What is needed here is an exact copy of all the entries below.
---------- PROVIDED RECORDS
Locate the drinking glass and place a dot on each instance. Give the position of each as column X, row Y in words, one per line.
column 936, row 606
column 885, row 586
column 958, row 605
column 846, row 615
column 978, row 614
--------------------
*TASK ANSWER*
Locate the drinking glass and place a dot on each instance. Give the position of each as column X, row Y in words, one per line.
column 936, row 606
column 885, row 586
column 958, row 605
column 846, row 615
column 978, row 614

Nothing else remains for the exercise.